**To do:** Locate each line in the items below that contains the string "concrete", and copy every such line in full. The match is case-sensitive.

**Source material:**

%%

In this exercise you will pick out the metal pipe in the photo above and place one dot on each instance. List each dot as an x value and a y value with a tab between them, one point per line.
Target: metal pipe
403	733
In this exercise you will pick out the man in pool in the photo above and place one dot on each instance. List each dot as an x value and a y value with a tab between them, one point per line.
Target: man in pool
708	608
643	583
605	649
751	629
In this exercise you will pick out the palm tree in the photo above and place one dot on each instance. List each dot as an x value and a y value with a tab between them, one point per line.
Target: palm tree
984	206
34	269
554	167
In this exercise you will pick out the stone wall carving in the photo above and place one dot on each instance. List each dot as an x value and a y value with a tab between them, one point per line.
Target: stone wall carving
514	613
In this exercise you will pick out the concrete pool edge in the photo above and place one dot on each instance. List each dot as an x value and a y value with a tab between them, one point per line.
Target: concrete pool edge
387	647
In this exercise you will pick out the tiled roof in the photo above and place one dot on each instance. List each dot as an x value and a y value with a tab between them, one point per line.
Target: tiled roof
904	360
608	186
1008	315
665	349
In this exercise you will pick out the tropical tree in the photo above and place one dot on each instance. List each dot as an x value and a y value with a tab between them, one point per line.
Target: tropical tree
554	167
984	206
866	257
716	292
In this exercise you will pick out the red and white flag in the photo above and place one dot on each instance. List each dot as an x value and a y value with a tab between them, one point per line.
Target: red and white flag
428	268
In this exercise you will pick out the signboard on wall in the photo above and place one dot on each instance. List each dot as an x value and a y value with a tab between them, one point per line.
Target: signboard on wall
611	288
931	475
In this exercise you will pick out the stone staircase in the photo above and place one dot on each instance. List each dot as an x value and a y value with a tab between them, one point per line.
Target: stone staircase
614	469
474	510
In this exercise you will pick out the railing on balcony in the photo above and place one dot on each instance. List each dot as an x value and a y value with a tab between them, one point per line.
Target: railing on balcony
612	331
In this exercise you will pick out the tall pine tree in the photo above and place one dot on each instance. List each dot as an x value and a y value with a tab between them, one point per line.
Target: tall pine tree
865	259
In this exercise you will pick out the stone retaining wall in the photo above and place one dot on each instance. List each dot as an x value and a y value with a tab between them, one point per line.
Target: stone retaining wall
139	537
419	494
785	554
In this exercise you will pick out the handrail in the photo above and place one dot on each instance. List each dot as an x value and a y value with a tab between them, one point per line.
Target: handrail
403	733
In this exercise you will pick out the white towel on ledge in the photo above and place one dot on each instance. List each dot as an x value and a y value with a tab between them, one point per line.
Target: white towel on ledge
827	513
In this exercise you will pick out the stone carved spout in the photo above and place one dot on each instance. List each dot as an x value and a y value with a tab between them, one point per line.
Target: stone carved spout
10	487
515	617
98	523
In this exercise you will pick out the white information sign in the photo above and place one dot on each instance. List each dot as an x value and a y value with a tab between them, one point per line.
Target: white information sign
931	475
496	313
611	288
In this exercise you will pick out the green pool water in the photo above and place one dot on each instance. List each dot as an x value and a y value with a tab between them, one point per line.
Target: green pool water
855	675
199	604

%%
%%

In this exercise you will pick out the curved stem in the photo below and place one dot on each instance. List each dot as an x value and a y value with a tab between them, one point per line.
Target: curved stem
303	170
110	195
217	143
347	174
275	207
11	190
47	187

%%
%%

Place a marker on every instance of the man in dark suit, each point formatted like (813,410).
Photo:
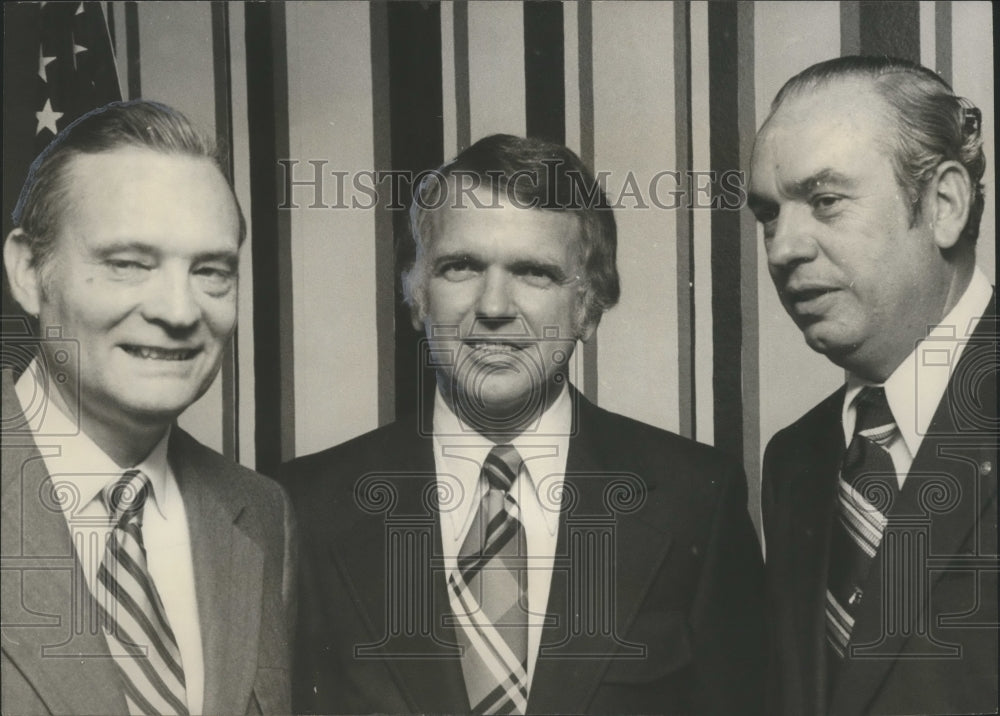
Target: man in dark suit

%%

**The response:**
In this exercise you will pick out the concrete pool edge in the photo above and place one dot on each instance. List each dot as an x value and a y value with a tab between them, one point per line.
Target: concrete pool edge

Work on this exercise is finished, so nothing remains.